(Raw records)
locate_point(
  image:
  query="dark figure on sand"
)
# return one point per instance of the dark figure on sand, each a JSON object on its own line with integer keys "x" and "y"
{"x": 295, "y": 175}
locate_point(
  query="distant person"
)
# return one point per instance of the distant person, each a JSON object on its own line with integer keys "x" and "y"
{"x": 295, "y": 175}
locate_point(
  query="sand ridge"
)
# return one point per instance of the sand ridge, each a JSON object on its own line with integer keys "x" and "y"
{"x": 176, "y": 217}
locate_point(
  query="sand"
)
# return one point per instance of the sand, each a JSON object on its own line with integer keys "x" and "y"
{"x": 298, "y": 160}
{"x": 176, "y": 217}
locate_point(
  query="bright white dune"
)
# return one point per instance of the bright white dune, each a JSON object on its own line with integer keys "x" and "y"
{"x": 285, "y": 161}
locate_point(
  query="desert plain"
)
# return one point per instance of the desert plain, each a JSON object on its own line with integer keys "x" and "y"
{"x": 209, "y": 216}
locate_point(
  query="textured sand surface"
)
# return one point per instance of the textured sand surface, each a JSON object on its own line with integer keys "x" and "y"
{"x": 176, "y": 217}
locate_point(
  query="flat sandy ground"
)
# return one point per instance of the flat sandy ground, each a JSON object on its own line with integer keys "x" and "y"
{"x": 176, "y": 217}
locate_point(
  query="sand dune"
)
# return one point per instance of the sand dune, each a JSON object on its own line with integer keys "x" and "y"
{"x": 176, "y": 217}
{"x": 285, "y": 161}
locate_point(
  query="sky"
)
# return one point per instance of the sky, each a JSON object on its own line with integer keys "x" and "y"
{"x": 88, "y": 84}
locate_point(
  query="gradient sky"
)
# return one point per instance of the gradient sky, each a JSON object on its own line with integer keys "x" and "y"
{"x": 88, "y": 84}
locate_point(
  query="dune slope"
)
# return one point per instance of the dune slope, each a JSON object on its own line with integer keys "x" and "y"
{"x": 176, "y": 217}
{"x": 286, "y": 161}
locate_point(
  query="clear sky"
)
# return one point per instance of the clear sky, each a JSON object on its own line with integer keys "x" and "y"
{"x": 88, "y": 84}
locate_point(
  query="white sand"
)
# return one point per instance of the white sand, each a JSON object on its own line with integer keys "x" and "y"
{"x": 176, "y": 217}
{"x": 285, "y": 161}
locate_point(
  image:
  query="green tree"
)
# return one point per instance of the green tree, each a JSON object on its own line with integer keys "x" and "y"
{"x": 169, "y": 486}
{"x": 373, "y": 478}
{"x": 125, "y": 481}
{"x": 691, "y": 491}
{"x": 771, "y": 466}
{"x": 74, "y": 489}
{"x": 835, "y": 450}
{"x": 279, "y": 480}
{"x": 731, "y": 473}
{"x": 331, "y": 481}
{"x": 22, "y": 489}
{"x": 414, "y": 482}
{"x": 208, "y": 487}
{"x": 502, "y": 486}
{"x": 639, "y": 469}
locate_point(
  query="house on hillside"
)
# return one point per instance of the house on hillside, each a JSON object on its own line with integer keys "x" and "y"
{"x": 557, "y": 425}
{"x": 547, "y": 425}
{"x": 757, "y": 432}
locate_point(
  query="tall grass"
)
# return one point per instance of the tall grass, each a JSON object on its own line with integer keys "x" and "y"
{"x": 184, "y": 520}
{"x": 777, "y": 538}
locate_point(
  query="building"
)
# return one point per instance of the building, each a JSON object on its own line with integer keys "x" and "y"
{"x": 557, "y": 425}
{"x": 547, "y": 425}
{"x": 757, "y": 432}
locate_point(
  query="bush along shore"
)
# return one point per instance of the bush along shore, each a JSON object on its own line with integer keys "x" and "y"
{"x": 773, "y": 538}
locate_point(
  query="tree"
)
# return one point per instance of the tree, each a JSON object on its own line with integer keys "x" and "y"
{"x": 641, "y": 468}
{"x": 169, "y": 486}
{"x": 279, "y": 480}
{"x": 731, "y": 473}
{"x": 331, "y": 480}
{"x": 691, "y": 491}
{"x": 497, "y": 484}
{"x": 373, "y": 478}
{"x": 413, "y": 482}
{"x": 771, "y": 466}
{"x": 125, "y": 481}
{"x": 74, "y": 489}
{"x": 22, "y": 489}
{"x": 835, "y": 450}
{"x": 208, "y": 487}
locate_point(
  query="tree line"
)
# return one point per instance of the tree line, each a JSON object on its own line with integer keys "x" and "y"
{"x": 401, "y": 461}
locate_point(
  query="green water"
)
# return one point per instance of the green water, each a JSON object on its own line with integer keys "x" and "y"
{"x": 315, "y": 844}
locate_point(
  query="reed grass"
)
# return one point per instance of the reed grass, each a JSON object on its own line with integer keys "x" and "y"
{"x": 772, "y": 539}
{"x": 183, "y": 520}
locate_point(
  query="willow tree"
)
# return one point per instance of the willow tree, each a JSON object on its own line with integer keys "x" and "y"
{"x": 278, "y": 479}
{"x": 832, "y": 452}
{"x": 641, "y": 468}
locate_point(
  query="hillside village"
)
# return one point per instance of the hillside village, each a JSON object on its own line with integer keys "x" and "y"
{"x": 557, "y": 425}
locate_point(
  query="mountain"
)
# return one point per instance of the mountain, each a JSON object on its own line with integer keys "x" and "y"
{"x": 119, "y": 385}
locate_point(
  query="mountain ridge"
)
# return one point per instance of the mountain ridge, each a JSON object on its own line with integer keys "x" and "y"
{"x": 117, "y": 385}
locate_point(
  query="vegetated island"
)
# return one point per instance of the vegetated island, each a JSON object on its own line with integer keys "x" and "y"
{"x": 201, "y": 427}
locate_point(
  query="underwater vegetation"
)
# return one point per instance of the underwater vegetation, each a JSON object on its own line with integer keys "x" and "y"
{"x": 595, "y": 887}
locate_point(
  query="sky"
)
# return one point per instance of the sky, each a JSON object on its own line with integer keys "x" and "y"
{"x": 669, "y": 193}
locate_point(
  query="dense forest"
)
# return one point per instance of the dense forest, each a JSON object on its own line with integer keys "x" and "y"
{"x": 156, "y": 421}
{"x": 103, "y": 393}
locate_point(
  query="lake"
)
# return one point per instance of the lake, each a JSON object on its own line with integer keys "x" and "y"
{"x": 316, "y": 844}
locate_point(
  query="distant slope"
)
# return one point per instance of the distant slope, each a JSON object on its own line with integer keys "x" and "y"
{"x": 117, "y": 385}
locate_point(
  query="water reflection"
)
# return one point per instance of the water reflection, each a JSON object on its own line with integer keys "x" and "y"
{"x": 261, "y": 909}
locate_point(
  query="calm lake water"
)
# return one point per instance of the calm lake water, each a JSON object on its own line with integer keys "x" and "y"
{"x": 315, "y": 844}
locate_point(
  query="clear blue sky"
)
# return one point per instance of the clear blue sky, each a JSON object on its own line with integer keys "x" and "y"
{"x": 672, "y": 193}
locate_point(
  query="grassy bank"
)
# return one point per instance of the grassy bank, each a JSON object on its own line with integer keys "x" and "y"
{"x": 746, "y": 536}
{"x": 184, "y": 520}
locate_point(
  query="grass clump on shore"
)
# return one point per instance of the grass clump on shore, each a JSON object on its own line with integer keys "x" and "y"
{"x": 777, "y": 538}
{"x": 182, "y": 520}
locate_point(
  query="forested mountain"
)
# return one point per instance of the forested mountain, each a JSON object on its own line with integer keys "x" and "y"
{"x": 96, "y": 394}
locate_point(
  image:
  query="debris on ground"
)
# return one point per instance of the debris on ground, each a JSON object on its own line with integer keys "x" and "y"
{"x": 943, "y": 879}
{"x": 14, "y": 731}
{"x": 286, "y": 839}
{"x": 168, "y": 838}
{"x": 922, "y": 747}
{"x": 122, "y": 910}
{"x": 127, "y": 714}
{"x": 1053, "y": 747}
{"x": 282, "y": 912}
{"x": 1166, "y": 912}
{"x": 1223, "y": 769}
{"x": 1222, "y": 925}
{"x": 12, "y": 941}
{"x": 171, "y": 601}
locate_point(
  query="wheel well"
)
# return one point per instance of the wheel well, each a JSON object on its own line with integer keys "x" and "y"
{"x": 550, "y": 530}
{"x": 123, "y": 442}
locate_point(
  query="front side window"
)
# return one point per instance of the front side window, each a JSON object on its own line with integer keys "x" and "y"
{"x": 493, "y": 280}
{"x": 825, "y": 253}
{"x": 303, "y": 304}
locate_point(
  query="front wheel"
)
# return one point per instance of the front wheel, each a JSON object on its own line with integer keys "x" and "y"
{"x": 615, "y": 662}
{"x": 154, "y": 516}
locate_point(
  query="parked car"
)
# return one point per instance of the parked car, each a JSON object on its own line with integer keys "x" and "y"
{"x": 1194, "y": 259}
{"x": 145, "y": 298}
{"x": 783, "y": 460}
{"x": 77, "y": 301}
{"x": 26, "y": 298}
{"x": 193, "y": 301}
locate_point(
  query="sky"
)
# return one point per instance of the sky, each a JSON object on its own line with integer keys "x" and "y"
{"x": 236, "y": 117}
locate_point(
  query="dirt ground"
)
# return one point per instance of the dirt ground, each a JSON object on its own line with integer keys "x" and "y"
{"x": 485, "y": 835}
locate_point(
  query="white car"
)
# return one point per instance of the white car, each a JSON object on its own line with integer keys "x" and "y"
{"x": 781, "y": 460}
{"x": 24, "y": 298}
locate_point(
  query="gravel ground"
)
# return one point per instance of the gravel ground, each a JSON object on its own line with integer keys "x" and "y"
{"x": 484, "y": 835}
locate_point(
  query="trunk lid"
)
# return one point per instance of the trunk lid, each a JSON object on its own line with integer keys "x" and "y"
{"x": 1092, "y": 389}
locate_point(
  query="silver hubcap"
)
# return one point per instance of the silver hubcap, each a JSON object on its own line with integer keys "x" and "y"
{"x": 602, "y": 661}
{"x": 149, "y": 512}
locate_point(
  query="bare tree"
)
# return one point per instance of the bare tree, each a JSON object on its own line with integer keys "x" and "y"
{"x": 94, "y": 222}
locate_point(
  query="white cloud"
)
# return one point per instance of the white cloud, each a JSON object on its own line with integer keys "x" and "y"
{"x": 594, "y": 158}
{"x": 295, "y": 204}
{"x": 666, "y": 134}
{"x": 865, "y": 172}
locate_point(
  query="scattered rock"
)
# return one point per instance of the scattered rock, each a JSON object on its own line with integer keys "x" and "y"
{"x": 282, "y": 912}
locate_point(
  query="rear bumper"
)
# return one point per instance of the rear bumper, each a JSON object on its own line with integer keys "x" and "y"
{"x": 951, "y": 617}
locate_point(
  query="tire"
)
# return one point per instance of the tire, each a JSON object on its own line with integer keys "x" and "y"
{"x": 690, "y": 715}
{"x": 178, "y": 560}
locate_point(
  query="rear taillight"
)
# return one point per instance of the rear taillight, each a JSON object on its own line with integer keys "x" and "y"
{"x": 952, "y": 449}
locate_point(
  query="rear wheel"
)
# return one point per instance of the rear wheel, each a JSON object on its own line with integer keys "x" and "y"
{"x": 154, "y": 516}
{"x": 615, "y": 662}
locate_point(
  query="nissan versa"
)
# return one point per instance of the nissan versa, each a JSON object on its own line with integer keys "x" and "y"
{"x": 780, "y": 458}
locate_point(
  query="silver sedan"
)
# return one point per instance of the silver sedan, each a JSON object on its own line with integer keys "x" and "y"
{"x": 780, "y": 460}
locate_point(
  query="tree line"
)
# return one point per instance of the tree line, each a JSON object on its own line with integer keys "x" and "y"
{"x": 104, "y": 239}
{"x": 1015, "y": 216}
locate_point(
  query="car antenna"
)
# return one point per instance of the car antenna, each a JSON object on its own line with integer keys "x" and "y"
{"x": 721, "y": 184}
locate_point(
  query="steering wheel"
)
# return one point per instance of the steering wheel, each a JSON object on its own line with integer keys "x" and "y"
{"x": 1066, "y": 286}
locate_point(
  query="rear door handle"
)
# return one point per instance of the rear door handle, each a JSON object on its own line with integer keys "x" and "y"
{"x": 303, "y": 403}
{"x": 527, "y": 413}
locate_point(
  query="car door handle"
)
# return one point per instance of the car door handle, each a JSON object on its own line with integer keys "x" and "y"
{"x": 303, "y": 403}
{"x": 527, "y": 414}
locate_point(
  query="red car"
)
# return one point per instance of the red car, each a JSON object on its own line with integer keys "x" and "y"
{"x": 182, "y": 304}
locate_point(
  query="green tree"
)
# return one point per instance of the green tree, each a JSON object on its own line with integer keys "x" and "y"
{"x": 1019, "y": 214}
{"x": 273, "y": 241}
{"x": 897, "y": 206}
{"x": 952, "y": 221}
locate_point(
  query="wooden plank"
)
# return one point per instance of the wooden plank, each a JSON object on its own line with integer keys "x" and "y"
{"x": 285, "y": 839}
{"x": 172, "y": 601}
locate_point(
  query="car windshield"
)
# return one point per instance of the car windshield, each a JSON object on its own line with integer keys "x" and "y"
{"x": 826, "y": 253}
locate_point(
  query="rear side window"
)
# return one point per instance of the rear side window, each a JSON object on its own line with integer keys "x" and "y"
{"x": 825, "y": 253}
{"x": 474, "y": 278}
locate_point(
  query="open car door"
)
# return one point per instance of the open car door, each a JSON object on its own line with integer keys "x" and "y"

PROBLEM DETAILS
Which lines of the material above contain the word "scattered"? Pick out each one and copy it.

EXERCISE SOLUTION
  query="scattered rock"
# return one point per instance of the scattered rock, each a JSON object on its own line with integer keys "x" and "y"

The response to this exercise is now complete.